**WORK INSTRUCTIONS:** Your copy should contain exactly the lines from the start of the material through the line containing "TARGET = suit sleeve", and no pictures.

**DATASET RECORDS:**
= Beginning of Section =
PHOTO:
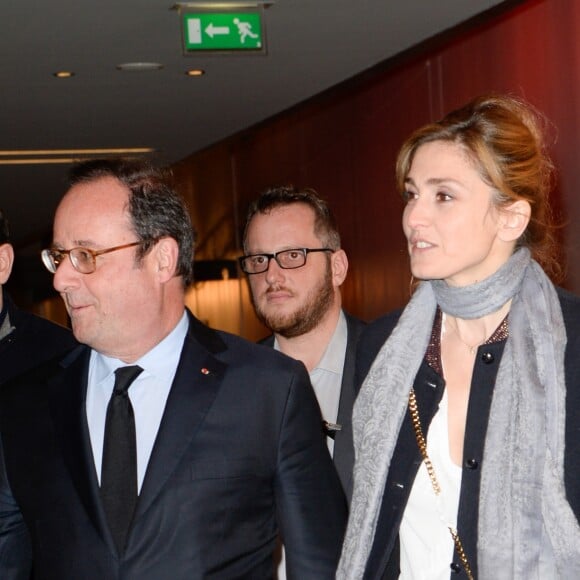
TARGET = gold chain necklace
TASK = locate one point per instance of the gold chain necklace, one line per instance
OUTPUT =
(421, 443)
(471, 347)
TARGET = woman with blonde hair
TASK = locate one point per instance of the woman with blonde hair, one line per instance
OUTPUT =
(467, 425)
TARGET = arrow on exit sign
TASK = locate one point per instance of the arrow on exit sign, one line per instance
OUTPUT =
(222, 31)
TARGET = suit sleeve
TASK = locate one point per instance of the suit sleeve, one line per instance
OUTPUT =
(311, 506)
(15, 551)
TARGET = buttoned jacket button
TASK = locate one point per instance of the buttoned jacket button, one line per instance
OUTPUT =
(455, 567)
(487, 357)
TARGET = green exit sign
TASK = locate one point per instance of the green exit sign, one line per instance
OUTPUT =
(235, 31)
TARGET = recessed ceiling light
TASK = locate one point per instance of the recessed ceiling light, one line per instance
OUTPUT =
(52, 156)
(139, 66)
(63, 74)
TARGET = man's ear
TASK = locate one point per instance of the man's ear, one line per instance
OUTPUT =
(166, 255)
(513, 220)
(339, 264)
(6, 262)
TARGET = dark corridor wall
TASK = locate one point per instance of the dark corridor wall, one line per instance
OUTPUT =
(343, 143)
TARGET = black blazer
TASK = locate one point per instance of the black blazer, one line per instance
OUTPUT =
(343, 455)
(30, 341)
(383, 562)
(239, 457)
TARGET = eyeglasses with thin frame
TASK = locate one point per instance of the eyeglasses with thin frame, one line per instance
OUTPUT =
(84, 260)
(286, 259)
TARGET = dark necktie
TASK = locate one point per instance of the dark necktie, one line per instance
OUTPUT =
(119, 468)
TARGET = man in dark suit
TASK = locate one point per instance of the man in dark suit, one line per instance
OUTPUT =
(191, 470)
(26, 340)
(295, 268)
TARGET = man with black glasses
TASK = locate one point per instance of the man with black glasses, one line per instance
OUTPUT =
(295, 268)
(159, 449)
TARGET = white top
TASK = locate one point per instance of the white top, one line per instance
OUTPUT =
(148, 395)
(426, 545)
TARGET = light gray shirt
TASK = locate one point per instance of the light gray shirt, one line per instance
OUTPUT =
(148, 394)
(326, 377)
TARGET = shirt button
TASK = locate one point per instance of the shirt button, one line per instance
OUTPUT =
(487, 358)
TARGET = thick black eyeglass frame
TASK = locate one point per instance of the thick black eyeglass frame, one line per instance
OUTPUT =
(304, 251)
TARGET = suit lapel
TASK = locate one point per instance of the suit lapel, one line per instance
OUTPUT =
(68, 408)
(197, 381)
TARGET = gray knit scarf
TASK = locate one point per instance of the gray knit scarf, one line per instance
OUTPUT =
(525, 521)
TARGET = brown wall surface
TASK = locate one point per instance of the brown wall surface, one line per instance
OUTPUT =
(344, 142)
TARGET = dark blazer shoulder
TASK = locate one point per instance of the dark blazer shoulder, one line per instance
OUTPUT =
(32, 342)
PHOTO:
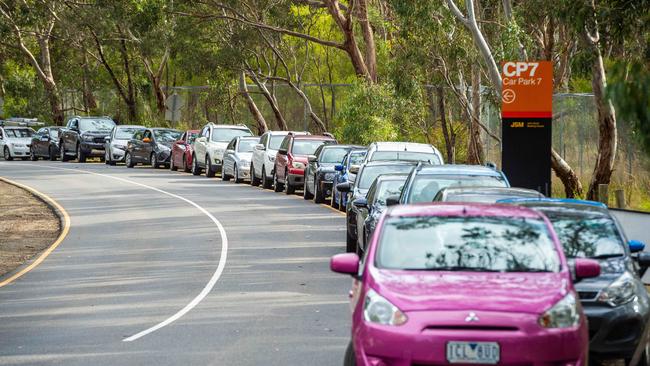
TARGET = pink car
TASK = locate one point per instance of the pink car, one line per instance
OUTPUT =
(465, 284)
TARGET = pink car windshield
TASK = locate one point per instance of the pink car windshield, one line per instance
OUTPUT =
(481, 244)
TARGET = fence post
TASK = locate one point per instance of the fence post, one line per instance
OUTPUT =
(603, 193)
(620, 198)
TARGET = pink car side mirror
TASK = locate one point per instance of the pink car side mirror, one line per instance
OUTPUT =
(586, 268)
(347, 263)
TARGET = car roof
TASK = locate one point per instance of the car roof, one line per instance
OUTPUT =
(491, 191)
(463, 209)
(235, 127)
(313, 137)
(559, 204)
(427, 169)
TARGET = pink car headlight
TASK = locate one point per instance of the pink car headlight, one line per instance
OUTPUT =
(377, 309)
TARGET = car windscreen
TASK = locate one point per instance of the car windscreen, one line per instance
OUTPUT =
(485, 197)
(19, 132)
(370, 173)
(333, 155)
(425, 187)
(227, 134)
(191, 136)
(126, 133)
(276, 141)
(357, 157)
(307, 147)
(586, 236)
(246, 145)
(389, 188)
(406, 155)
(480, 243)
(96, 124)
(167, 136)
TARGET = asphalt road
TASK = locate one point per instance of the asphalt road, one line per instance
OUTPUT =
(135, 256)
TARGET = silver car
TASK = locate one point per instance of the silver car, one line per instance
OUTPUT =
(115, 143)
(237, 158)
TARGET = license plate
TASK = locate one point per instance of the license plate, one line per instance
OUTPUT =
(473, 352)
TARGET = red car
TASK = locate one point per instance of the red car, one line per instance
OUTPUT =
(292, 158)
(182, 151)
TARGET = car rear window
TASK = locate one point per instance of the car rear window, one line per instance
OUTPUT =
(370, 173)
(406, 155)
(307, 147)
(425, 187)
(482, 244)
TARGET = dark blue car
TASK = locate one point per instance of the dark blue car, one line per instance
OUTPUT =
(616, 302)
(344, 175)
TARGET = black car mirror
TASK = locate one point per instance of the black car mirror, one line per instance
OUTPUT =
(343, 187)
(392, 200)
(360, 203)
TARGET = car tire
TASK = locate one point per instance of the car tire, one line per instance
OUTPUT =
(52, 155)
(277, 186)
(319, 196)
(255, 181)
(62, 154)
(305, 191)
(349, 358)
(266, 182)
(196, 169)
(288, 188)
(128, 160)
(81, 157)
(334, 202)
(236, 174)
(210, 171)
(7, 154)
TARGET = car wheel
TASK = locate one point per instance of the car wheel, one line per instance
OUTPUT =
(52, 155)
(236, 172)
(305, 191)
(196, 169)
(210, 172)
(128, 160)
(7, 154)
(81, 157)
(62, 154)
(254, 180)
(288, 188)
(266, 182)
(334, 201)
(277, 186)
(349, 359)
(319, 196)
(154, 161)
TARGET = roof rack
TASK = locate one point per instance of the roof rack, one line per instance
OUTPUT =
(21, 122)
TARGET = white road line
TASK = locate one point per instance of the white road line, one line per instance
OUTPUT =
(213, 280)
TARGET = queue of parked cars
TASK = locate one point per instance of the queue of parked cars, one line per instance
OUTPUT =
(450, 264)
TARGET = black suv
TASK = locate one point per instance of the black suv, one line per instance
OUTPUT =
(84, 137)
(320, 172)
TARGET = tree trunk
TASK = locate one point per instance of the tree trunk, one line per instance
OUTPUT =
(447, 131)
(606, 127)
(252, 107)
(572, 185)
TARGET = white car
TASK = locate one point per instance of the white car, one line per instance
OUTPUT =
(15, 142)
(264, 157)
(408, 151)
(116, 142)
(210, 145)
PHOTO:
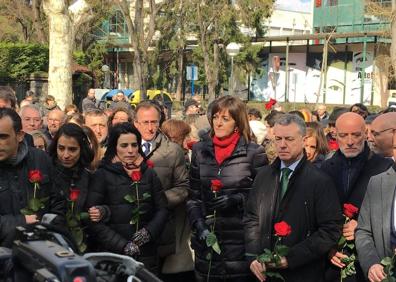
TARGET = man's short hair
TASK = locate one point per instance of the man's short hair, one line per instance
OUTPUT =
(13, 115)
(287, 119)
(94, 113)
(147, 104)
(7, 94)
(31, 106)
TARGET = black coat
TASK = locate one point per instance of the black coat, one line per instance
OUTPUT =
(310, 206)
(351, 177)
(16, 191)
(109, 187)
(75, 178)
(359, 170)
(237, 174)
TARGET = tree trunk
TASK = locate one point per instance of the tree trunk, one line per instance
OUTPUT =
(393, 36)
(63, 21)
(60, 52)
(180, 66)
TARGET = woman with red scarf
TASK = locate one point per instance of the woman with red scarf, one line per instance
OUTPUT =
(221, 175)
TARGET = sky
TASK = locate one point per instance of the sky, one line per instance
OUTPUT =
(294, 5)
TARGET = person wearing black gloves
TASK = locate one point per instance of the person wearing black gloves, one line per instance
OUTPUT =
(131, 189)
(221, 175)
(72, 155)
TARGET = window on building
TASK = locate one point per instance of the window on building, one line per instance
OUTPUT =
(117, 23)
(332, 2)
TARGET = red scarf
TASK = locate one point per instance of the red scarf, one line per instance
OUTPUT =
(224, 148)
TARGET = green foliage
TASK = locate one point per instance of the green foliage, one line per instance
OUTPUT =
(18, 61)
(389, 268)
(80, 57)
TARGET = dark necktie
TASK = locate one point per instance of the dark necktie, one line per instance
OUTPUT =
(146, 148)
(285, 180)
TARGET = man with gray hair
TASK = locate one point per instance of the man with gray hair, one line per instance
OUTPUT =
(292, 190)
(381, 133)
(351, 167)
(32, 118)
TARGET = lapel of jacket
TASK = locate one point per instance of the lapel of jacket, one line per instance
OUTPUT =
(387, 198)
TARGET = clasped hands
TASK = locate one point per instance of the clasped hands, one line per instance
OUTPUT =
(141, 237)
(348, 231)
(259, 268)
(224, 202)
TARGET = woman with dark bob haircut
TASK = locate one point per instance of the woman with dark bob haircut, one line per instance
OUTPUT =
(128, 185)
(72, 155)
(221, 175)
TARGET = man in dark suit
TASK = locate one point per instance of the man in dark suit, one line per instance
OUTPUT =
(351, 167)
(376, 230)
(292, 190)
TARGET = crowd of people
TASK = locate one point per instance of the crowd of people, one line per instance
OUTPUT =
(199, 197)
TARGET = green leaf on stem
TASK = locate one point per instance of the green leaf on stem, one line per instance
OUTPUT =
(146, 196)
(209, 256)
(264, 258)
(34, 204)
(281, 250)
(211, 241)
(274, 275)
(216, 248)
(26, 211)
(84, 216)
(351, 246)
(130, 198)
(386, 261)
(341, 242)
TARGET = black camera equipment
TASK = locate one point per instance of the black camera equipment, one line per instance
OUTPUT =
(39, 254)
(46, 260)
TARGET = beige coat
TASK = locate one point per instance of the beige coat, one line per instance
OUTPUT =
(170, 166)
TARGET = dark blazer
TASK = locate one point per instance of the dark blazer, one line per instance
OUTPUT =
(16, 191)
(359, 169)
(310, 206)
(109, 187)
(373, 234)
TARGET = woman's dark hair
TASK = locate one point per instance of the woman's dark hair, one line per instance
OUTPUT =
(114, 134)
(237, 110)
(272, 116)
(76, 132)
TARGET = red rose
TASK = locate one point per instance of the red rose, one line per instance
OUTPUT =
(35, 176)
(136, 176)
(282, 229)
(216, 185)
(149, 163)
(74, 194)
(350, 210)
(270, 104)
(190, 144)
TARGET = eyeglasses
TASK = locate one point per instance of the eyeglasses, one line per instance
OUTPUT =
(149, 122)
(378, 133)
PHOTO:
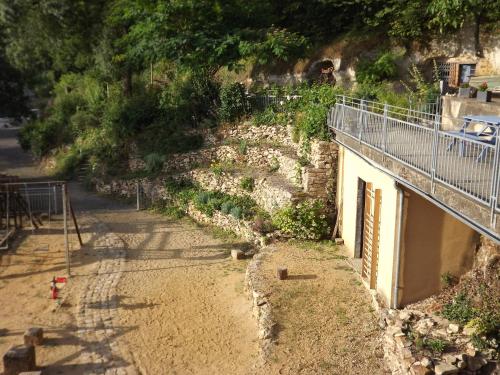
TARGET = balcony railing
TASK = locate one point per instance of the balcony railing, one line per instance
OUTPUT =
(417, 139)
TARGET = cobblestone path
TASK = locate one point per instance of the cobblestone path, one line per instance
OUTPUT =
(97, 308)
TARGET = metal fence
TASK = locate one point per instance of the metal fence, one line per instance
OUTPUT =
(424, 142)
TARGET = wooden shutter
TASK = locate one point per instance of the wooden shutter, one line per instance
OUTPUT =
(371, 235)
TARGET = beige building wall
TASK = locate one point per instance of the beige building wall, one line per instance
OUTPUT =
(434, 242)
(352, 167)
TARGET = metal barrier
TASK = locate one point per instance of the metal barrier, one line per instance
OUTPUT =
(417, 139)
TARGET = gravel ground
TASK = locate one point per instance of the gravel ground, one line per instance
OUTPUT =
(325, 318)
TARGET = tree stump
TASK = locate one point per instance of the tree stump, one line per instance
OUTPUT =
(282, 273)
(339, 241)
(33, 336)
(19, 359)
(237, 254)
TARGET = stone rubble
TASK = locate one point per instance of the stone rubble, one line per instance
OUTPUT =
(403, 357)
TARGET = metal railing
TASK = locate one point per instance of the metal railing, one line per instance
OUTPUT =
(418, 140)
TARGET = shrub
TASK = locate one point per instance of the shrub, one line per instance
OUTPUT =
(243, 147)
(237, 212)
(226, 207)
(274, 166)
(375, 70)
(233, 102)
(460, 310)
(305, 220)
(262, 224)
(154, 162)
(447, 279)
(247, 183)
(437, 346)
(268, 117)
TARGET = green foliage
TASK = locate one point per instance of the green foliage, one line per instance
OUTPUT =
(236, 212)
(274, 165)
(460, 310)
(306, 220)
(268, 117)
(447, 279)
(154, 162)
(233, 102)
(437, 346)
(247, 183)
(226, 207)
(312, 109)
(262, 224)
(209, 202)
(382, 67)
(243, 147)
= End of Section =
**RESPONSE TO THE TASK:**
PHOTO:
TARGET = gold chain necklace
TASK = locate one point per instance of the gold chain necklace, one line per instance
OUTPUT =
(421, 443)
(471, 347)
TARGET = woman with blonde hair
TASK = locate one point per instance of the woman with blonde hair, one line per instance
OUTPUT =
(467, 425)
TARGET = arrow on exit sign
TASK = locate one point per instance of the arrow on exit sign, one line per instance
OUTPUT =
(222, 31)
TARGET = suit sleeve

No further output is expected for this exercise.